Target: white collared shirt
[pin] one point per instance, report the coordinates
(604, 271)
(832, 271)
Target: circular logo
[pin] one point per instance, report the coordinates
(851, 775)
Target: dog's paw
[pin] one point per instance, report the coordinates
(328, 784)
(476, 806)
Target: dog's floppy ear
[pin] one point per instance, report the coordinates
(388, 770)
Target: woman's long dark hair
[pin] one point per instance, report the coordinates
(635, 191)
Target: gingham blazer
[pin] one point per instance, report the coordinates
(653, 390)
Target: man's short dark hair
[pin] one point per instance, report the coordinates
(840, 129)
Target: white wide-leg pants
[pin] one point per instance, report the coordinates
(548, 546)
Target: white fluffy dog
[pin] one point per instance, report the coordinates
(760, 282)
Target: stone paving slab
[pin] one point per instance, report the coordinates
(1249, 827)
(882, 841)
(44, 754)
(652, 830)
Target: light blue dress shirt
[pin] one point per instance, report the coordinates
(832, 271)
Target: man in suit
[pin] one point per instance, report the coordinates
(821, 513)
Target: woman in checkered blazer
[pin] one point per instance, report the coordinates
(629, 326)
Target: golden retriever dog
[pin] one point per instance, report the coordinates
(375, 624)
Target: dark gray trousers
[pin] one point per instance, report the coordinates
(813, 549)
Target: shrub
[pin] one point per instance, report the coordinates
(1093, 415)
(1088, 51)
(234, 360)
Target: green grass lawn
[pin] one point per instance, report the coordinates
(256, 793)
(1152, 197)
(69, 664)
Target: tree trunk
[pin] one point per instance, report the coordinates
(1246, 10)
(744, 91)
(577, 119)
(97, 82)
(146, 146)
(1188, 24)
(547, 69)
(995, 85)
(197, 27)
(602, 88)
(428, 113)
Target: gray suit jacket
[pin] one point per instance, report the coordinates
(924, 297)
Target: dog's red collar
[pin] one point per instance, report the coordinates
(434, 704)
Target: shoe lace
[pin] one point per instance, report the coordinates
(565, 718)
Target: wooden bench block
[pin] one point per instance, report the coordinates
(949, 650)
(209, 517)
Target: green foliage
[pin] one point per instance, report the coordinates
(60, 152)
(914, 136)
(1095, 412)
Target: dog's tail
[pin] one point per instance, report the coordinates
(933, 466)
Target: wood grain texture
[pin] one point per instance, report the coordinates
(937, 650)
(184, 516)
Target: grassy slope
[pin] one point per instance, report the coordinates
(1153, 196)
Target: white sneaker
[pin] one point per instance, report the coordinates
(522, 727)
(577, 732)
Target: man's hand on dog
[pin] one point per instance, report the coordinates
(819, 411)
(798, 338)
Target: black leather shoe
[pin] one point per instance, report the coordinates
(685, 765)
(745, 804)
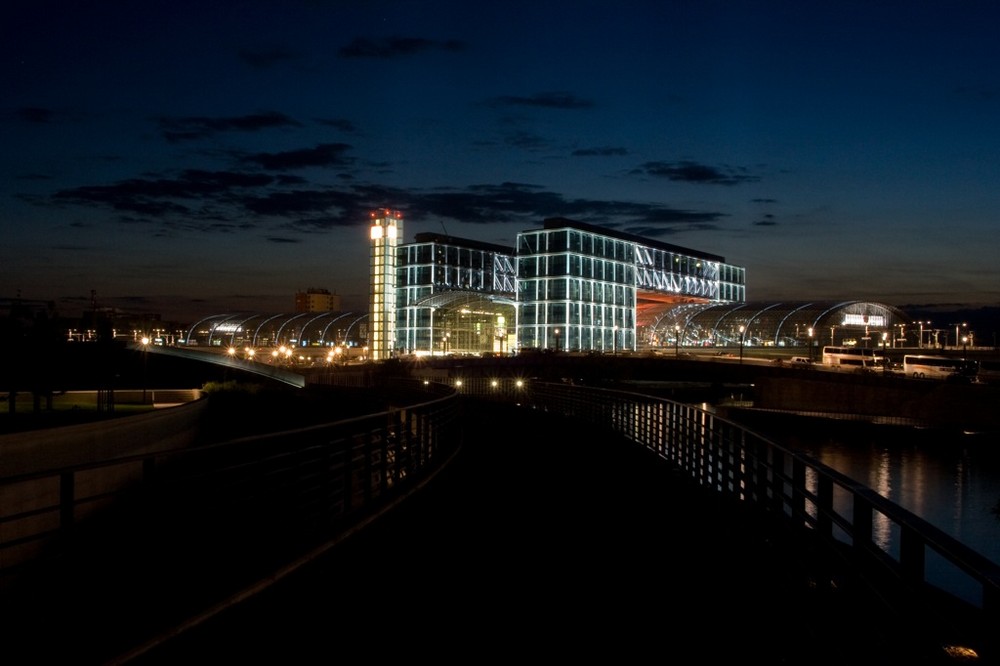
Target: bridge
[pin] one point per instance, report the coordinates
(507, 515)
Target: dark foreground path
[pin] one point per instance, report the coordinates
(547, 541)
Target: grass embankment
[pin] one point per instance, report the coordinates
(64, 409)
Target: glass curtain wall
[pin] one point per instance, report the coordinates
(576, 291)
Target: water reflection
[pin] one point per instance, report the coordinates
(949, 480)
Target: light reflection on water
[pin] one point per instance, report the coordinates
(950, 480)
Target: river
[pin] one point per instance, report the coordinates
(950, 479)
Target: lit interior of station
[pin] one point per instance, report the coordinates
(567, 286)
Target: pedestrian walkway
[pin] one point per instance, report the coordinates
(548, 540)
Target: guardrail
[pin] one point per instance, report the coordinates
(290, 487)
(918, 569)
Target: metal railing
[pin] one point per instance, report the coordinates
(290, 487)
(913, 565)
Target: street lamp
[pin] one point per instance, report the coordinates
(885, 356)
(145, 347)
(963, 325)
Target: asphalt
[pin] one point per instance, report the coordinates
(541, 540)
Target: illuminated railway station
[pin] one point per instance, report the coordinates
(567, 286)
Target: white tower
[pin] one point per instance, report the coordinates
(386, 230)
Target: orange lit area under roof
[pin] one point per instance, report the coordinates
(651, 304)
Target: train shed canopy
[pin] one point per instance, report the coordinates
(781, 324)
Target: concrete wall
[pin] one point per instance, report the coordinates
(933, 402)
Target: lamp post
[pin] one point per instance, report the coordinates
(885, 356)
(145, 347)
(963, 325)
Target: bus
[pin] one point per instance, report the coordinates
(989, 372)
(851, 356)
(937, 367)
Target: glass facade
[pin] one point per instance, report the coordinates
(455, 296)
(579, 287)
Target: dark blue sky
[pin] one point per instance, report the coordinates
(192, 158)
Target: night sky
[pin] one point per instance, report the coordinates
(195, 158)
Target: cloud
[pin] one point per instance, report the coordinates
(264, 57)
(392, 47)
(341, 124)
(156, 197)
(606, 151)
(34, 114)
(692, 172)
(547, 100)
(323, 155)
(199, 127)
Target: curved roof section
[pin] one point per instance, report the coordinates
(261, 329)
(777, 323)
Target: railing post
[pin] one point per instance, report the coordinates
(67, 500)
(798, 492)
(912, 555)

Aim of the task:
From the line that has "Target: white tower" through the line that has "Target: glass facade", copy every line exactly as it appears above, and leave out all others.

Exercise output:
Target: white tower
[pin] one point per instance, report the coordinates
(386, 230)
Target: orange lit area under roof
[pin] one point per instance, report the coordinates
(651, 304)
Target: train shed canopy
[pin] one point per instance, report the coordinates
(781, 324)
Target: concrete wall
[pin] one point per instance, report the coordinates
(933, 402)
Target: lamp post
[pin] one point per instance, report the coordinates
(885, 356)
(145, 347)
(963, 325)
Target: bus
[pin] one point per instance, report the coordinates
(989, 372)
(851, 356)
(937, 367)
Target: glass facade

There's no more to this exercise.